- Problem to solve:
Beneath this task are records; count how many lines include the string "every" and answer with that number alone.

- Record extracts:
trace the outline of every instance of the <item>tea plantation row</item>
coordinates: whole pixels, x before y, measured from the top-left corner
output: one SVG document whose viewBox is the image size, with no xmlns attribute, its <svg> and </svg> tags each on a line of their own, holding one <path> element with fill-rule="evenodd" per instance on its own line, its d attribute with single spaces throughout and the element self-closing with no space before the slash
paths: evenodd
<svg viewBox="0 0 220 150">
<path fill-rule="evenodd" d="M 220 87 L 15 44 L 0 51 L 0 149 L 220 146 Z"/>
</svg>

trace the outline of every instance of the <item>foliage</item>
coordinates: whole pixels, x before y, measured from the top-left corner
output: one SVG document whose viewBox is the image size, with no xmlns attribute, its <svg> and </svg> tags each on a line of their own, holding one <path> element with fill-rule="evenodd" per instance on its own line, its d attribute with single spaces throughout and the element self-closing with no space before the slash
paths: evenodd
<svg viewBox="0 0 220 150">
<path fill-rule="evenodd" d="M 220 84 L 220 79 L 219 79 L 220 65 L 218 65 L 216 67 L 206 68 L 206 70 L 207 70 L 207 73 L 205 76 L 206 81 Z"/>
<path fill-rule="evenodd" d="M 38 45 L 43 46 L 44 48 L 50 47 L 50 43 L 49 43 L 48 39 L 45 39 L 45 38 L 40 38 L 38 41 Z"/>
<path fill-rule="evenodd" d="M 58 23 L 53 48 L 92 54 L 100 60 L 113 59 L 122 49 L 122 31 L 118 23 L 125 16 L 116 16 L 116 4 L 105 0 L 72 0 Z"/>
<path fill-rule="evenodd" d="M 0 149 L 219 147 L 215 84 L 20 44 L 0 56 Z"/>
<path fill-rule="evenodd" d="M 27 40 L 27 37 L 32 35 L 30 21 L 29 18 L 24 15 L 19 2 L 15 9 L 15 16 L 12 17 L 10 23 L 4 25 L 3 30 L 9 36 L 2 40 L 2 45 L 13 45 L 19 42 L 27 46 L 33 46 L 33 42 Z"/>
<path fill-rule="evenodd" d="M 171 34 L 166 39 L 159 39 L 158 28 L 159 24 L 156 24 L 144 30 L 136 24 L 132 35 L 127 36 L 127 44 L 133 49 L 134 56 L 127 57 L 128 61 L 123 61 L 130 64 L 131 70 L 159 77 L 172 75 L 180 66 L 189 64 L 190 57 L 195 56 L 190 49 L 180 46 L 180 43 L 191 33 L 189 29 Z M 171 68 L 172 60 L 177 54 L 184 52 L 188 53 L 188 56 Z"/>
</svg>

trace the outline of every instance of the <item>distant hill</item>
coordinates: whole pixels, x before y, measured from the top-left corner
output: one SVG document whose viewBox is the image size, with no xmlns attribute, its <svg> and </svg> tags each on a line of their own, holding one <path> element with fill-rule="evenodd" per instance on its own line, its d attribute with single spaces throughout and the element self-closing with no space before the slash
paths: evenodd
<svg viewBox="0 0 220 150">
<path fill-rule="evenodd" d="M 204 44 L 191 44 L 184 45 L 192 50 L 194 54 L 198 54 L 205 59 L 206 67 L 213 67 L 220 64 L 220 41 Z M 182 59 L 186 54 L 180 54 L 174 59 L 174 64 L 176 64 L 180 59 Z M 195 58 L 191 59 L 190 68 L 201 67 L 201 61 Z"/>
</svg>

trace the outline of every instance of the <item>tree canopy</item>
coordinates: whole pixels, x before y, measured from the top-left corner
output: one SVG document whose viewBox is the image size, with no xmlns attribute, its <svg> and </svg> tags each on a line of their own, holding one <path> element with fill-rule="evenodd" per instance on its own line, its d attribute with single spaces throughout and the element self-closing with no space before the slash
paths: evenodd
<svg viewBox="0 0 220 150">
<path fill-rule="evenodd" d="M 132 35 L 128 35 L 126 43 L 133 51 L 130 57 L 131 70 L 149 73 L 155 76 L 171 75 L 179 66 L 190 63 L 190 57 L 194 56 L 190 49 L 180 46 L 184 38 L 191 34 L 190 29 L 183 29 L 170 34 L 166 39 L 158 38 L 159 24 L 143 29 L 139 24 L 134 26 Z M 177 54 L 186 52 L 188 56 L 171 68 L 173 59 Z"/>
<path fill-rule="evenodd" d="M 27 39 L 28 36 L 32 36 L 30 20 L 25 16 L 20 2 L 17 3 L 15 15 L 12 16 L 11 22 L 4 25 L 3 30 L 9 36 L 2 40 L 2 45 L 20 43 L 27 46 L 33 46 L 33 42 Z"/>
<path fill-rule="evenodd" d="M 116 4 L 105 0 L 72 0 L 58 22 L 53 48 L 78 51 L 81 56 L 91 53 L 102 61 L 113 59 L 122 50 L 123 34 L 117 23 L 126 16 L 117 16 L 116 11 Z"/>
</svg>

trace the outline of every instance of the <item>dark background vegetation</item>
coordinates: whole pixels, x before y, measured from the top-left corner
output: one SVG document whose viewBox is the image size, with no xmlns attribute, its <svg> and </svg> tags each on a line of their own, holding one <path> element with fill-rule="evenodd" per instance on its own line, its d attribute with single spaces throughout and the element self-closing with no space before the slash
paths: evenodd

- Written reply:
5